* _Passage_:

● ● ●

The J.P. Morgan Global Manufacturing Purchasing Managers’ Index (PMI) — a monthly indicator of worldwide factory activity — came in at 48.7 for the second consecutive month, matching the index’s lowest level since June 2020. A reading below 50 signifies a contraction in activity, according to Reuters.
An index covering Europe showed regional activity shrank in July at the fastest pace since the COVID-19 Pandemic. Germany — Europe’s biggest economy — experienced considerable weakness while France and Italy also saw their factory activities diminish.
Asia was hit hard as well after Japan, Taiwan, Vietnam and South Korea all saw manufacturing rates contract in July. China also suffered after the S&P’s Global Manufacturing PMI for the country fell to 49.2 in July from 50.5 in June, falling short of analyst estimates and marking the nation’s first decline since April.
"Manufacturing PMIs remained in contractionary territory across most of emerging Asia in July, and the underlying data points to further weakness ahead," said Shivaan Tandon, emerging Asia economist at Capital Economics, an independent economic research firm based in London. "Falling new orders, bleak employment prospects and high inventory levels point to subdued factory activity in the coming months."

● ● ●

Answer these questions from the passage on global factory activity:
1. What reading did the J.P. Morgan Global Manufacturing PMI register?
2. Which country does the passage call Europe's biggest economy?
3. To what level did S&P's Global Manufacturing PMI for China fall in July?
The records that follow have no connection to the passage on global factory activity.

● ● ●

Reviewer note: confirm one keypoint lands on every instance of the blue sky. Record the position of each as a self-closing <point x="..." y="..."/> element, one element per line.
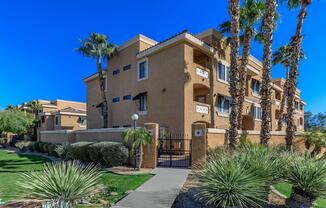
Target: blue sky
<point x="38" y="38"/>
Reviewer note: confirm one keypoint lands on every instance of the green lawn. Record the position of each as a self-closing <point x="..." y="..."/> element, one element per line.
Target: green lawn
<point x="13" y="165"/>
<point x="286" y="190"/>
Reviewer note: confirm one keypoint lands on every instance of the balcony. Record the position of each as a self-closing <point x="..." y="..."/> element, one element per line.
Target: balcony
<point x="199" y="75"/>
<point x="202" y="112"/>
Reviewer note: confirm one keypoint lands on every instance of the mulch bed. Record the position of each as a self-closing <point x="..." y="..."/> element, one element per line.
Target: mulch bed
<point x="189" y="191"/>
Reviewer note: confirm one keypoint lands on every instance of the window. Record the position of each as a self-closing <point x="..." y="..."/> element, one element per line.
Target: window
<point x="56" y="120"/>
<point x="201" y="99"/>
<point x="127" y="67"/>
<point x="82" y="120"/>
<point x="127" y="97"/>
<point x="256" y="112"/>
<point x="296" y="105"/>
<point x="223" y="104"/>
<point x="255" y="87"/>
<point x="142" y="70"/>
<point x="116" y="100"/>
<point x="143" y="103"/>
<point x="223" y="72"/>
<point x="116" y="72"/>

● ● ●

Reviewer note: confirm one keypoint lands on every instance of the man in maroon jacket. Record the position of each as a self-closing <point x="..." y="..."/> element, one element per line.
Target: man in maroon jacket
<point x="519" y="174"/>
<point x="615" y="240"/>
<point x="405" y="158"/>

● ● ●

* _Output of the exercise_:
1. 48.7
2. Germany
3. 49.2